Lay out the lines from the one containing "speckled ceramic bowl" through the one containing "(789, 1214)" as a Markdown table with the columns Row and Line. Number the rows in the Row column, and leave out any blank lines.

• AVAILABLE DATA
----------------------------------------

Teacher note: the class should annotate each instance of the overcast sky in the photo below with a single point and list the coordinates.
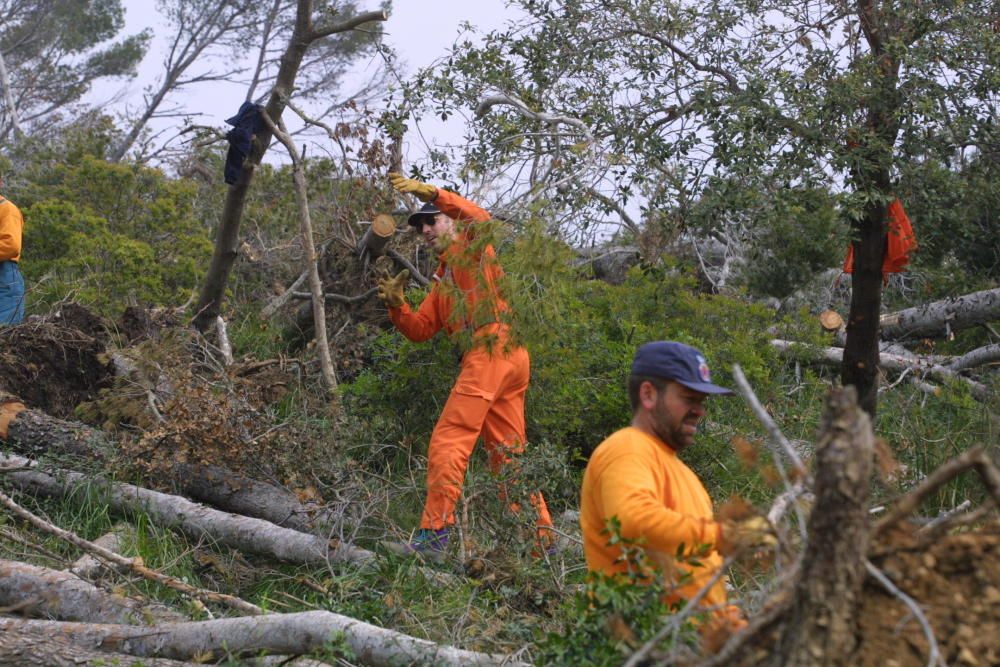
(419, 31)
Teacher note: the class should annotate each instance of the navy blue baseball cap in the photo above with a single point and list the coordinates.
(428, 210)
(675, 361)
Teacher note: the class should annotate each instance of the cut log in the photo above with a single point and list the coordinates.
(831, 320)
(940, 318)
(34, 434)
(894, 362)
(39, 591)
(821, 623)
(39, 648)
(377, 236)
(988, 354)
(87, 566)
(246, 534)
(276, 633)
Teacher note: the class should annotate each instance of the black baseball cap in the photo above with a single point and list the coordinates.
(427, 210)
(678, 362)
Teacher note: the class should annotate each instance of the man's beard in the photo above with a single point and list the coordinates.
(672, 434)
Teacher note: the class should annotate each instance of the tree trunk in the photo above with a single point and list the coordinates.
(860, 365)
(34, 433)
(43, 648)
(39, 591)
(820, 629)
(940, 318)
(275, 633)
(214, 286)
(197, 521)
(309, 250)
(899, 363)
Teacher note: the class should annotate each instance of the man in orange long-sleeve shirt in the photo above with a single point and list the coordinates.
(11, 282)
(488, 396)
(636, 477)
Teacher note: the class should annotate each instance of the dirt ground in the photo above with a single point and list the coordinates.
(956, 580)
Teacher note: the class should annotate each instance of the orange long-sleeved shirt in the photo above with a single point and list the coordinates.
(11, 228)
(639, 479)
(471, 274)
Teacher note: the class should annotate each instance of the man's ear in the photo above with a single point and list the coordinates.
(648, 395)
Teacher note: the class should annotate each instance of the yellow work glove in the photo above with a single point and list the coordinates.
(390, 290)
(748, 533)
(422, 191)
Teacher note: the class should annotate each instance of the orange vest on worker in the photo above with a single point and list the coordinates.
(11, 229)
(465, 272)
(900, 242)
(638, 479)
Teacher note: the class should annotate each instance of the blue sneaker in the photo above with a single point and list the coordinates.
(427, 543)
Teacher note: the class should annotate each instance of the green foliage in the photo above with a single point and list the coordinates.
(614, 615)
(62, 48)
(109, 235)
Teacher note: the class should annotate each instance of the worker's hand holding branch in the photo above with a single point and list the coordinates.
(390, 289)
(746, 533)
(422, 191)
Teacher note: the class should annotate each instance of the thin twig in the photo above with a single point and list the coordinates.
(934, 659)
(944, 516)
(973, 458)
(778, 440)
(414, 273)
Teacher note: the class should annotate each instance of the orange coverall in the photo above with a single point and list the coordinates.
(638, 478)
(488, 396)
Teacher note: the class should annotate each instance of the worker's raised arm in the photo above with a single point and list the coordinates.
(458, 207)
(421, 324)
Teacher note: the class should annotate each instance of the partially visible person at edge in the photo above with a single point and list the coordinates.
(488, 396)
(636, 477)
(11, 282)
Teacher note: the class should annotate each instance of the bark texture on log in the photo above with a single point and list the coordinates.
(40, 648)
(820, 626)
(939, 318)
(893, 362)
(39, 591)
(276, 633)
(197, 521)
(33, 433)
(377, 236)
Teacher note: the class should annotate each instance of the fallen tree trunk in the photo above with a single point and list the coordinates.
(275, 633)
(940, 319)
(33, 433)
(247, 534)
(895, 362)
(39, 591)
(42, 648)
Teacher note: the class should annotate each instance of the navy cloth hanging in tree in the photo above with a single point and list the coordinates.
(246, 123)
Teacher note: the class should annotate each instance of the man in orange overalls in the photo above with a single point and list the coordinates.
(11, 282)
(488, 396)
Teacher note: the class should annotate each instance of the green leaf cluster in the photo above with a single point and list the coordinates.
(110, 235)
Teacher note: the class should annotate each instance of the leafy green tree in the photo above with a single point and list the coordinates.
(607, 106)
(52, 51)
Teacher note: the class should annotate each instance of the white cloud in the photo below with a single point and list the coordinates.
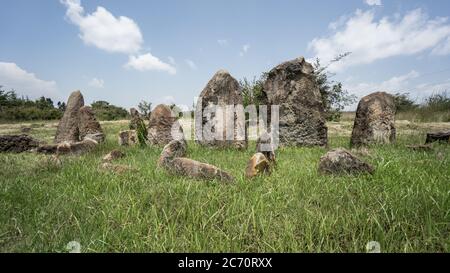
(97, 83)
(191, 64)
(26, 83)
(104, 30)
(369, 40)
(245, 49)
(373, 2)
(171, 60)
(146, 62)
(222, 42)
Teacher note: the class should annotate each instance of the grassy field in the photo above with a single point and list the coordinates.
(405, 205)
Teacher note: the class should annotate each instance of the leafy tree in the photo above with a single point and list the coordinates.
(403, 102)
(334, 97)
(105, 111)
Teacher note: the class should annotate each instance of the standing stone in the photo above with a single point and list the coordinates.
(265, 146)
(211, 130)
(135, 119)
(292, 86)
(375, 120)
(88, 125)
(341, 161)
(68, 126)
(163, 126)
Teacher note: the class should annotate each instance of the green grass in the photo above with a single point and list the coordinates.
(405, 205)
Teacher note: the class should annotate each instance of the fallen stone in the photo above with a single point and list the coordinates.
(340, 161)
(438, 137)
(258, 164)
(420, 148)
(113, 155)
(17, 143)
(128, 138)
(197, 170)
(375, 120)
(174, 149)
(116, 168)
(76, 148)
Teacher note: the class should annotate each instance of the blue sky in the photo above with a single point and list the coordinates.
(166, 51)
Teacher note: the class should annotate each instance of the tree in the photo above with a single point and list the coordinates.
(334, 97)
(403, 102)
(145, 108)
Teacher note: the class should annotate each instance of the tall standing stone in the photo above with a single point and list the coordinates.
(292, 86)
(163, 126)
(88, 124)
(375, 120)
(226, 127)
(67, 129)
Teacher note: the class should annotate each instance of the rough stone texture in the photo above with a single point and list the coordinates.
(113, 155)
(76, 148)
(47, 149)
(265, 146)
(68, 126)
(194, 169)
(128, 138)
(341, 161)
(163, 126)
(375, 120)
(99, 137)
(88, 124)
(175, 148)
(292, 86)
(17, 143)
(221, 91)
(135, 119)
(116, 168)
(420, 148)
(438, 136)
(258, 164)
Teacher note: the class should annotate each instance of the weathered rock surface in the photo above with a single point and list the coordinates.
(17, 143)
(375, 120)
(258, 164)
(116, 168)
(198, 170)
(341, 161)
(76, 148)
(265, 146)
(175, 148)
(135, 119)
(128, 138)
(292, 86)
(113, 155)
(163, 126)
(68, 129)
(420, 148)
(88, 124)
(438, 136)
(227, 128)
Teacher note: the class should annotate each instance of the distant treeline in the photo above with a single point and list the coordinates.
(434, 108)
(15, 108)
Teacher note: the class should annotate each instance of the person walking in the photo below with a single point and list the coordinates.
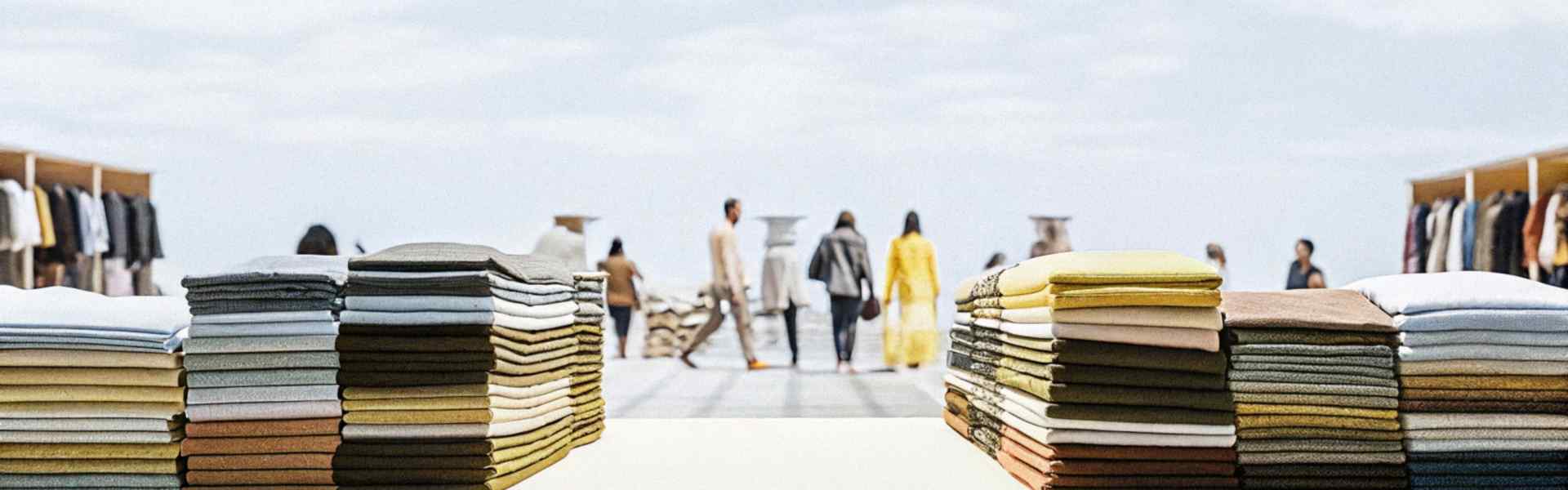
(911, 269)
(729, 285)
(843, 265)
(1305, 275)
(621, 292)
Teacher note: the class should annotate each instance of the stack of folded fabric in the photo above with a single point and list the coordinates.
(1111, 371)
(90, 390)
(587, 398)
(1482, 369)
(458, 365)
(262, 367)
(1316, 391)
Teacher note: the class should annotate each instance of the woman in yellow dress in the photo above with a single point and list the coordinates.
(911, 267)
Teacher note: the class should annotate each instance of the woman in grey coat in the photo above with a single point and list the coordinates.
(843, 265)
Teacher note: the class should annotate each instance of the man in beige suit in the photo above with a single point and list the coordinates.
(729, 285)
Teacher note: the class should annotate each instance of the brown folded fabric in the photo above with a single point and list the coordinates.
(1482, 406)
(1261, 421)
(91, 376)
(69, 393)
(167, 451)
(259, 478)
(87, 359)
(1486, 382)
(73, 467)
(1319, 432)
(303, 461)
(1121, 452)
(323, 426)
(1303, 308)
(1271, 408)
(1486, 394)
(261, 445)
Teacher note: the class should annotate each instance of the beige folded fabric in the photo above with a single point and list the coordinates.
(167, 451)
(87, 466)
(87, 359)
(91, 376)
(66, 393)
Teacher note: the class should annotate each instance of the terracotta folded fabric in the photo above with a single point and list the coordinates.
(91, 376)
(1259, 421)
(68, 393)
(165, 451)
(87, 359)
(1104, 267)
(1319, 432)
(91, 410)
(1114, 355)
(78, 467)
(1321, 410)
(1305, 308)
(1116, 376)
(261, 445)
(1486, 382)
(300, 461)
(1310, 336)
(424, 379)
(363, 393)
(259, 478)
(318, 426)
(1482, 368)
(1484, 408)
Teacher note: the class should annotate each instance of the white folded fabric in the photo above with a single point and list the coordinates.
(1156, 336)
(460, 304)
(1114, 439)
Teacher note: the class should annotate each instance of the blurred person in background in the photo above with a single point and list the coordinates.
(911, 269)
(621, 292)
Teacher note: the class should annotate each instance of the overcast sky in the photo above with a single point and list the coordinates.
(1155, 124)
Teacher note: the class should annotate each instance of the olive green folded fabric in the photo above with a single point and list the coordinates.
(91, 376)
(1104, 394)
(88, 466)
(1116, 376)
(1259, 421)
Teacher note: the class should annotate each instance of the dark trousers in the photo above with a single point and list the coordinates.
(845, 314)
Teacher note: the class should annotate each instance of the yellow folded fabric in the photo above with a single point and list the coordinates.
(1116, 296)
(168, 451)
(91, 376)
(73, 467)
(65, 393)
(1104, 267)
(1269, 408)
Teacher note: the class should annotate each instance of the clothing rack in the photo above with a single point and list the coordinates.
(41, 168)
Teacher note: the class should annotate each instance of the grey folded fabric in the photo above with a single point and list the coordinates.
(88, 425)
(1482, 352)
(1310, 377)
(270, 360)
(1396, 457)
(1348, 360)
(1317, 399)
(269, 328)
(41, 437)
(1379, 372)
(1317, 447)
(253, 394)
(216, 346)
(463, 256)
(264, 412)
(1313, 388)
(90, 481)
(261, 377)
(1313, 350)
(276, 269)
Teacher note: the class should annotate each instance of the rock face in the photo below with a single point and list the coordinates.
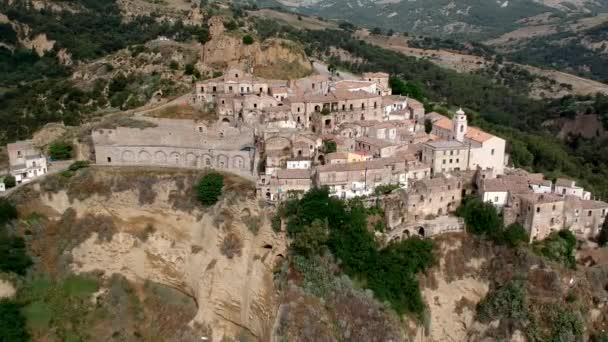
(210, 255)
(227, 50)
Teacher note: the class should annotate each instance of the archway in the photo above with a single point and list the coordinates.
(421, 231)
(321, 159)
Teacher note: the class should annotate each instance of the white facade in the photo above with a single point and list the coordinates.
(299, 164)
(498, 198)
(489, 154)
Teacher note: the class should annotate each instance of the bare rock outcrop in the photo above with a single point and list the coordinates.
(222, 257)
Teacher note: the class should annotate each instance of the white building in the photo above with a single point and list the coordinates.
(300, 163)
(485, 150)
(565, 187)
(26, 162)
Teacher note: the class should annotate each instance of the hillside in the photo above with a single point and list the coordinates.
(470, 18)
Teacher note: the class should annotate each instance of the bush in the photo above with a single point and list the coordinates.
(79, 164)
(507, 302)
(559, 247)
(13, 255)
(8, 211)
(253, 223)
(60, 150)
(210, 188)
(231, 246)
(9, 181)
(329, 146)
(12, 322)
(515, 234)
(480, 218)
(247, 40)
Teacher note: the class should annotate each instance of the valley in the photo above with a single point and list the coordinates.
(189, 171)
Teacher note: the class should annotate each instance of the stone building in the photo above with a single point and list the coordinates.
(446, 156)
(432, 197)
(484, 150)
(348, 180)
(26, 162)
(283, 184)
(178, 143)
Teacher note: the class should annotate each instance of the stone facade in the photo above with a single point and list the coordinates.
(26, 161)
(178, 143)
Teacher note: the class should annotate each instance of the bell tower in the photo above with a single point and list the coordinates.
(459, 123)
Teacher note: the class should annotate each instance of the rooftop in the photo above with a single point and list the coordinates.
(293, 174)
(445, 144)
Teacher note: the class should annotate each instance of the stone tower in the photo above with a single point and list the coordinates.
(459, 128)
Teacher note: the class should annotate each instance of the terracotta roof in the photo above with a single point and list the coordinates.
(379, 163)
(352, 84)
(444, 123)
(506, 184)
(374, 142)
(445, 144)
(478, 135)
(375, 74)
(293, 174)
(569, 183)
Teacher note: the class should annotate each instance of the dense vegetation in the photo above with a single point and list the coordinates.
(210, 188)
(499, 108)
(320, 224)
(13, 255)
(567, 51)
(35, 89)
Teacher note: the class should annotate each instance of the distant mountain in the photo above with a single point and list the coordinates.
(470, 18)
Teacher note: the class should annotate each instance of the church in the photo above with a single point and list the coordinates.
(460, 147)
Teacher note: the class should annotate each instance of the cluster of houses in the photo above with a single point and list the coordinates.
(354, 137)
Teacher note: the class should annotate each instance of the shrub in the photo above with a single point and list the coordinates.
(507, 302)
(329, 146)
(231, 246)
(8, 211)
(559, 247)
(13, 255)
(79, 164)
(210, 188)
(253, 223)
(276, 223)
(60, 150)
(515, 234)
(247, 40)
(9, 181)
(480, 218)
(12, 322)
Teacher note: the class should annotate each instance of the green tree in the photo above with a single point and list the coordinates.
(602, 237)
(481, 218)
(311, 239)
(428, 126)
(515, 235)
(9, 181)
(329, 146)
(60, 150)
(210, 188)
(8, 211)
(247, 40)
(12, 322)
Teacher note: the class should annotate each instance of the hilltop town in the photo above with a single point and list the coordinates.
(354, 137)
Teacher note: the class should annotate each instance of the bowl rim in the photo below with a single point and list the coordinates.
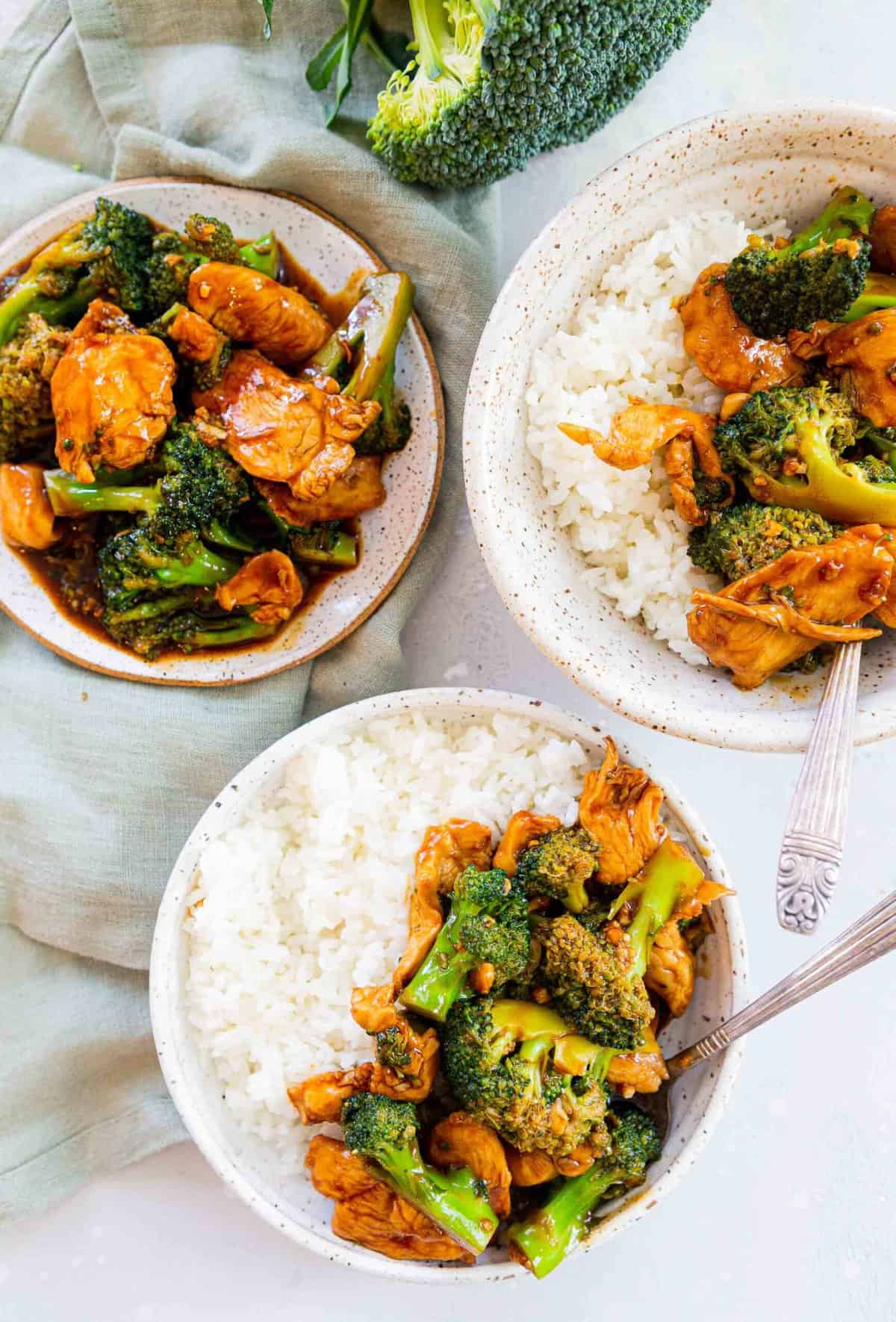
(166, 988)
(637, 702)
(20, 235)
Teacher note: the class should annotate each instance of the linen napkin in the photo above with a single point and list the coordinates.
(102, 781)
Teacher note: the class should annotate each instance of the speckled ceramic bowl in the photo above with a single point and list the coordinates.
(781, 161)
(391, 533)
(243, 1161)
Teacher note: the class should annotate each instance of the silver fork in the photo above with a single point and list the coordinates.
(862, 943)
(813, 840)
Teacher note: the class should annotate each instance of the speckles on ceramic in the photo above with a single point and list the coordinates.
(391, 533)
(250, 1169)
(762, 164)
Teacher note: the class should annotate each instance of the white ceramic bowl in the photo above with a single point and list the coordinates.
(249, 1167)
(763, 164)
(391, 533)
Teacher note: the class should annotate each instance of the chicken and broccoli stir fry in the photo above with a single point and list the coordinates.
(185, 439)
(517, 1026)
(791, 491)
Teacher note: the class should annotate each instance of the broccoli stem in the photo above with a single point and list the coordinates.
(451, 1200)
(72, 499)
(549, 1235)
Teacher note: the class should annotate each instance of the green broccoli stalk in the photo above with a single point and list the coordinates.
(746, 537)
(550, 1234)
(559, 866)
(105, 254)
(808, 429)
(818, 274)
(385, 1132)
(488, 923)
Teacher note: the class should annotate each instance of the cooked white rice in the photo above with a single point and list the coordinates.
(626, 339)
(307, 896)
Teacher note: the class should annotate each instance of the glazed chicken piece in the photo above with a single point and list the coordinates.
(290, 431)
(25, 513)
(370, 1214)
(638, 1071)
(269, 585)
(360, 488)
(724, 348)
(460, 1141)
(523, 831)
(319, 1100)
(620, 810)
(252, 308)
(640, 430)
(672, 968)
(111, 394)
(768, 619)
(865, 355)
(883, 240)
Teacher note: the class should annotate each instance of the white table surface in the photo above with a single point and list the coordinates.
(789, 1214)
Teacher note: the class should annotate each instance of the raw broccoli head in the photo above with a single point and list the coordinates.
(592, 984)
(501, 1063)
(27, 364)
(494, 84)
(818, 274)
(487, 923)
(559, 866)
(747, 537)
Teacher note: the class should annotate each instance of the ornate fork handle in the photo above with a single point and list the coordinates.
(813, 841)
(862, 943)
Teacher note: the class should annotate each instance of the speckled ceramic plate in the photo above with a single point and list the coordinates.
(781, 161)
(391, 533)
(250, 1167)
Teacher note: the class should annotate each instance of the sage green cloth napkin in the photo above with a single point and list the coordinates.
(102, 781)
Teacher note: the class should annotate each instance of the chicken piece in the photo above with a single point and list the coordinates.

----------------------------------------

• ANSWER FOR THE TASK
| Row | Line |
|---|---|
| 1 | Teacher note: the class should annotate each instance of the speckled ceramic bowl in the photo above with a single point and list the coordinates. |
| 2 | (781, 161) |
| 3 | (391, 533) |
| 4 | (243, 1161) |
| 5 | Teacher note: the class should annotate each instance of the silver fork in the photo above with a single point and list the coordinates. |
| 6 | (862, 943) |
| 7 | (813, 840) |
| 8 | Teacher note: the class should annotate each instance of the speckles on ceramic in the photo above with a single point and list the coordinates. |
| 9 | (391, 533) |
| 10 | (250, 1169) |
| 11 | (762, 164) |
| 12 | Teacher note: the class should annotate each instance of the white ceramic bowl in the photo above with a single point and list the coordinates. |
| 13 | (249, 1167) |
| 14 | (763, 164) |
| 15 | (391, 533) |
| 16 | Teacher note: the class should annotate each instance of the chicken and broccoli stir fry in the photo above with a single point and list the coordinates. |
| 17 | (185, 439) |
| 18 | (517, 1026) |
| 19 | (791, 491) |
| 20 | Teacher note: the class should annotate each instance of the broccoli stem in the photo above with a single point and list the coordinates. |
| 21 | (451, 1200) |
| 22 | (72, 499) |
| 23 | (549, 1235) |
| 24 | Teacher note: the class should annotate each instance of the green broccoli stalk in the photo above with a single point and list the coordinates. |
| 25 | (746, 537) |
| 26 | (550, 1234) |
| 27 | (559, 866) |
| 28 | (105, 254) |
| 29 | (808, 429) |
| 30 | (818, 274) |
| 31 | (385, 1132) |
| 32 | (488, 923) |
| 33 | Teacher note: the class should annotate each instance of the cooked white rice in the photo above with a single point and list the coordinates. |
| 34 | (626, 339) |
| 35 | (307, 896) |
| 36 | Teacher note: the class should annotate each instance of the glazed chicken piece in the photo above with a single point and list the coordinates. |
| 37 | (290, 431) |
| 38 | (25, 513) |
| 39 | (370, 1214) |
| 40 | (638, 1071) |
| 41 | (269, 585) |
| 42 | (360, 488) |
| 43 | (724, 348) |
| 44 | (460, 1141) |
| 45 | (523, 831) |
| 46 | (319, 1100) |
| 47 | (620, 810) |
| 48 | (252, 308) |
| 49 | (640, 430) |
| 50 | (672, 968) |
| 51 | (111, 394) |
| 52 | (768, 619) |
| 53 | (865, 355) |
| 54 | (883, 240) |
| 55 | Teacher note: the class should annotate each instance of the white table surface in the photo above with a single point and list the coordinates. |
| 56 | (789, 1214) |